**Entries supplied:**
•••

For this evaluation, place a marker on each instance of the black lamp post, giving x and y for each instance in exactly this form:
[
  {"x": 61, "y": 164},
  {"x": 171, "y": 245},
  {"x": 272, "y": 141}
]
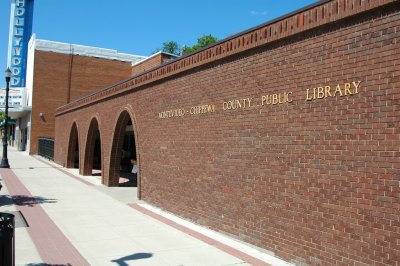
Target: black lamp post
[{"x": 4, "y": 159}]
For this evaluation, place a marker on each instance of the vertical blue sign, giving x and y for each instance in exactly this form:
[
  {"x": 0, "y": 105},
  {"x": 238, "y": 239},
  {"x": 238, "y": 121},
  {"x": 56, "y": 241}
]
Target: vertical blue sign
[{"x": 20, "y": 32}]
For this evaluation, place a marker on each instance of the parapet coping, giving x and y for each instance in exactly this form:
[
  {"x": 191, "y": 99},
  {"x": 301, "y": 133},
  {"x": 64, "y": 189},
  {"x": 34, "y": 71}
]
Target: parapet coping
[
  {"x": 304, "y": 19},
  {"x": 90, "y": 51}
]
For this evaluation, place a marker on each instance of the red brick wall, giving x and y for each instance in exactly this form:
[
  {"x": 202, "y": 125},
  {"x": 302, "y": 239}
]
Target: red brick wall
[
  {"x": 150, "y": 63},
  {"x": 314, "y": 181},
  {"x": 51, "y": 85}
]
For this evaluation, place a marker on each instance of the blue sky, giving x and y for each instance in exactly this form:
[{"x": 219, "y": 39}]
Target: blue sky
[{"x": 140, "y": 27}]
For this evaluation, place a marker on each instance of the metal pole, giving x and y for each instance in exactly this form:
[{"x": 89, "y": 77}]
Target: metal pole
[{"x": 4, "y": 159}]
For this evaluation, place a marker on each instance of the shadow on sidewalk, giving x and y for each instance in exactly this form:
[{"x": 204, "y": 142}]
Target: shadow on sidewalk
[
  {"x": 22, "y": 200},
  {"x": 46, "y": 264},
  {"x": 136, "y": 256}
]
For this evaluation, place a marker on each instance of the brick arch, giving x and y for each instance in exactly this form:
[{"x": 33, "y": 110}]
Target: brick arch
[
  {"x": 73, "y": 139},
  {"x": 116, "y": 147},
  {"x": 89, "y": 148}
]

•••

**Instruction:** Each entry should be repeated exactly as it appears; the pictures stay out.

**Correct response:**
For this evaluation, place a marker on each instance of the black lamp post, giving x and y for each instance in exactly this form:
[
  {"x": 61, "y": 164},
  {"x": 171, "y": 245},
  {"x": 272, "y": 141}
]
Target: black lamp post
[{"x": 4, "y": 159}]
For this evaluation, place a marker on each instance of the vertical blue sign, giving x and y for each instance in exactly this form:
[
  {"x": 0, "y": 105},
  {"x": 238, "y": 239},
  {"x": 238, "y": 121},
  {"x": 56, "y": 241}
]
Target: vertical blue sign
[{"x": 20, "y": 32}]
For this evaluation, place a marker on each instance of the parapet coping, giving x and y for each instance in exactly this form:
[
  {"x": 191, "y": 99},
  {"x": 301, "y": 133},
  {"x": 64, "y": 189},
  {"x": 34, "y": 71}
]
Target: parapet coping
[
  {"x": 304, "y": 19},
  {"x": 90, "y": 51}
]
For this evaluation, place a marker on each instance of the red brick wall, giving x and y for each instance in exactly this form:
[
  {"x": 202, "y": 125},
  {"x": 302, "y": 239}
]
Target: red brick wall
[
  {"x": 150, "y": 63},
  {"x": 314, "y": 181},
  {"x": 51, "y": 85}
]
For this evaluation, place a marker on each instance of the blue sky, giving x and y for each instance in exactly this form:
[{"x": 219, "y": 39}]
Target: blue sky
[{"x": 140, "y": 27}]
For this evaluation, place a marker on each instance of the metal pole, giving x and y for each instance in exactly this form:
[{"x": 89, "y": 77}]
Target: metal pole
[{"x": 4, "y": 159}]
For this evaluation, place a marker on each instance of the shadow on sidewalk, giving x and y for each instance in exactly this form:
[{"x": 204, "y": 142}]
Target: shadow on sidewalk
[
  {"x": 22, "y": 200},
  {"x": 46, "y": 264},
  {"x": 136, "y": 256}
]
For this evaluation, place a marker on each instance of the brick arch, giving x and y for each instance in exactly this form:
[{"x": 33, "y": 110}]
Target: brick arch
[
  {"x": 73, "y": 139},
  {"x": 116, "y": 147},
  {"x": 89, "y": 148}
]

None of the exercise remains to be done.